## DATASET RECORDS:
<<<<

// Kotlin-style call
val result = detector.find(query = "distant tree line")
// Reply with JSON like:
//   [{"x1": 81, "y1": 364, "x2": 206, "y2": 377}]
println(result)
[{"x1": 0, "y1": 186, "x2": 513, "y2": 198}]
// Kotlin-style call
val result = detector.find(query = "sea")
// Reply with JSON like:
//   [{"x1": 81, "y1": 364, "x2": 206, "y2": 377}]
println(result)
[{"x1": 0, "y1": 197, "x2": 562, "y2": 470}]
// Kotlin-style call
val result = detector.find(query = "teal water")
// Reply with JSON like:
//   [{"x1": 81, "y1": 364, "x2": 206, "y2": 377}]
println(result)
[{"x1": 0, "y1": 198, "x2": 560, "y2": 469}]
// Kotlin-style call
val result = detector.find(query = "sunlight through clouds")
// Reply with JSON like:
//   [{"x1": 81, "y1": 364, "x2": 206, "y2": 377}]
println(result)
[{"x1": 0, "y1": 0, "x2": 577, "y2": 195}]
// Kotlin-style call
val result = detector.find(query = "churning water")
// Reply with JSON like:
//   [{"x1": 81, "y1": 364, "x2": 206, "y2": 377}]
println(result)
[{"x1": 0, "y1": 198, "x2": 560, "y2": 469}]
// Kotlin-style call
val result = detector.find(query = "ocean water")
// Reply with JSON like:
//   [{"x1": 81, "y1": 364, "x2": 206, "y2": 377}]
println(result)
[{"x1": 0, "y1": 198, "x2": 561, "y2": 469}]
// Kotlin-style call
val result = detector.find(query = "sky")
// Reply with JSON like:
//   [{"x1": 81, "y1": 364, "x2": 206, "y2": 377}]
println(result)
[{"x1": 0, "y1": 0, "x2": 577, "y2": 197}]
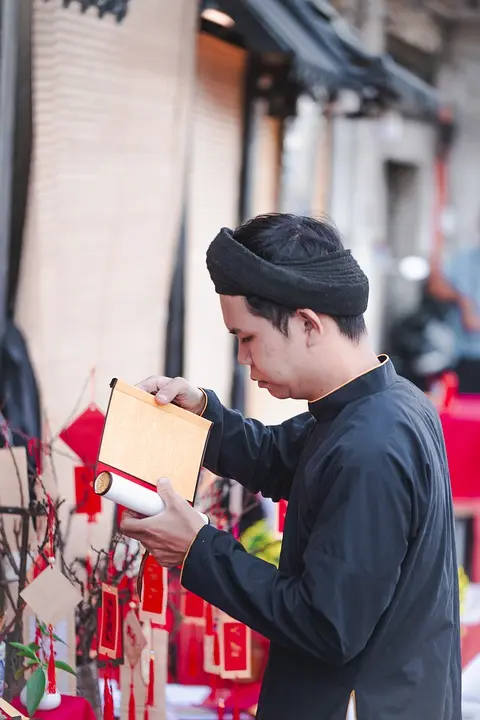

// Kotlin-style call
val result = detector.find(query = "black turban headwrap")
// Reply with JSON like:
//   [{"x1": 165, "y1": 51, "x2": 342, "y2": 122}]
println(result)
[{"x1": 207, "y1": 228, "x2": 369, "y2": 316}]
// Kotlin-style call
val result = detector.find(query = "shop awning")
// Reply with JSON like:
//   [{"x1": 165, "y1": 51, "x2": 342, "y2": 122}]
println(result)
[
  {"x1": 216, "y1": 0, "x2": 441, "y2": 117},
  {"x1": 283, "y1": 0, "x2": 441, "y2": 117},
  {"x1": 216, "y1": 0, "x2": 342, "y2": 89}
]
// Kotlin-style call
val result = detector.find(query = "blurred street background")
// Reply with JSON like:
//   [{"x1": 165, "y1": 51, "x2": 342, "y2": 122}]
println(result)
[{"x1": 0, "y1": 0, "x2": 480, "y2": 720}]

>>>>

## AIM:
Report each line of the listing above that contains the string "water", treating uppercase and lowercase letters as distinct.

## FINISHED ANSWER:
val result = detector.find(query = "teal water")
val result = detector.find(query = "churning water")
val result = detector.find(query = "ocean water")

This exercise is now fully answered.